## EXTRAIT

※

Les volets verts sont fermés et la mer a des teintes grises. Dès le lever du pâle soleil, les rares cyclistes en mal d’escampette affrontent, sur les pistes
cyclables, les tirs obliques du vent et la poudre des marais salants. Et les blancs goélands passent en estafettes, indifférents aux tourments des
hommes. Dans « le Misanthrope » de Molière, Alceste est de ceux-là. Fatigué du monde et de ses vanités, des masques et des « tours de souplesse dorsale », le
héros de la pièce favorite de Rousseau s’est lui aussi retiré du monde. Il aspire à une retraite écartée, à une sorte de paisible hermitage qui servirait de refuge à sa mélancolie.
« Trahi de toutes parts, accablé d’injustices / Je vais sortir d’un gouffre où triomphent les vices / Et chercher sur la terre un endroit écarté / Où
d’être homme d’honneur on ait la liberté »...Serge Tanneur, héros du film de Philippe Le Guay, « Alceste à bicyclette », ressemble à
cet Alceste-là. A la suite d’une dépression, il a quitté les paillettes et le « show-bizz » et a voulu « tourner la page ». Tout près des grandes plages de sable de
Trousse-Chemise, entre les Portes et Ars en Ré, il médite désormais en « promeneur
solitaire ». Son repaire est une maison délabrée située au cœur de l’un de ces villages rétais qui, pendant tout l’hiver, fait de son nombril un corridor de volets verts et de façades
blanches. « Et la cour et la ville / Ne m’offrent rien qu’objets à m’échauffer la bile ». Et pour cause... dans le ventre de sa maison léguée par un vieil oncle, Serge,
intraitable Fabrice Lucchini, enrage faceà la fosse sceptique qu’il faut purger, aux tuyaux d’évacuation « qu’il faut raccorder ».

※

## MATÉRIEL FOURNI
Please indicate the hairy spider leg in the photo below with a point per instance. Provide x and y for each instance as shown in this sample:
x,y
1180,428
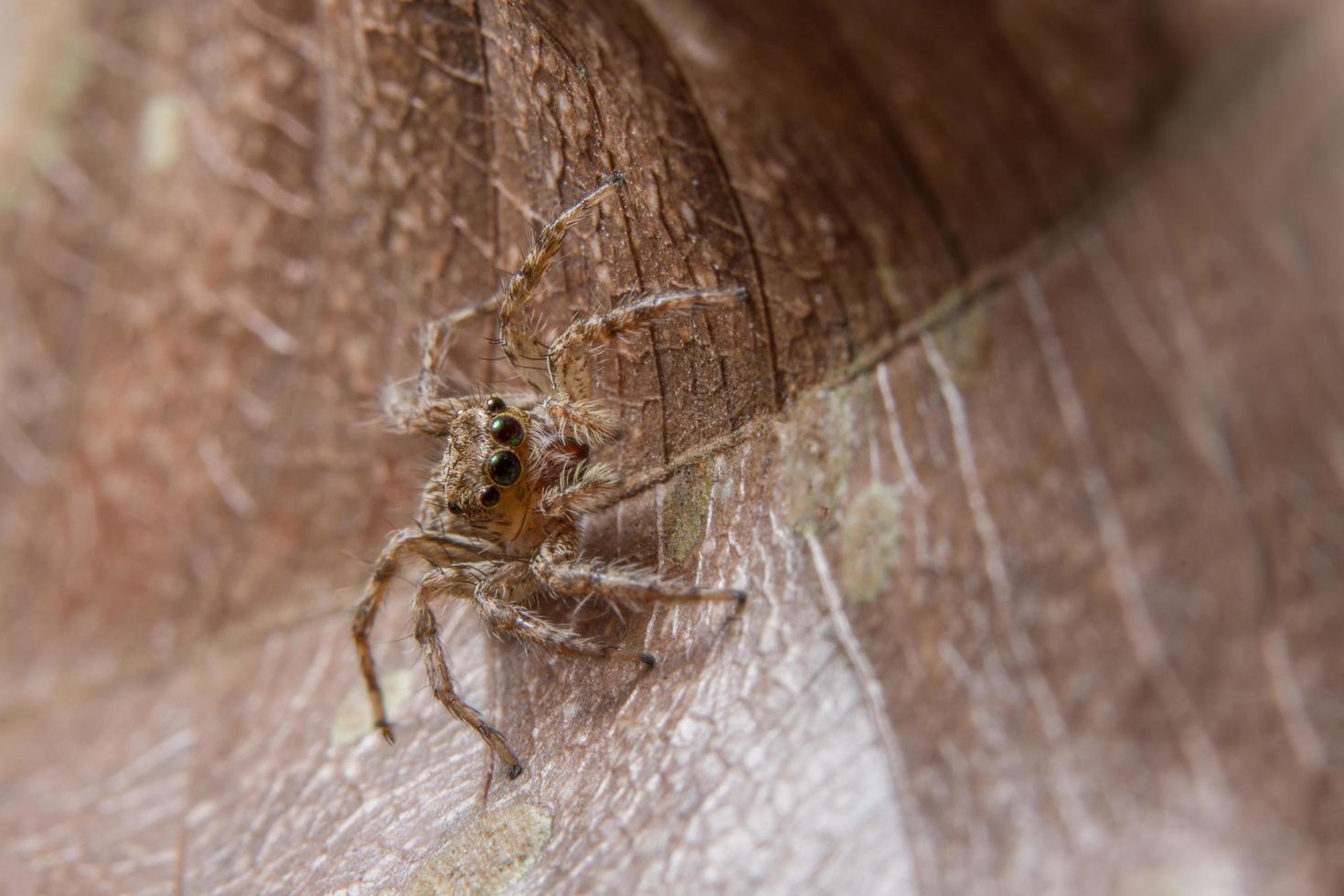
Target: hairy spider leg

※

## OBJECTIF
D'après l'extrait, de qui Serge Tanneur a-t-il hérité de sa maison ? Ce matériel est indépendant de l'extrait.

## RÉPONSE
D'un vieil oncle.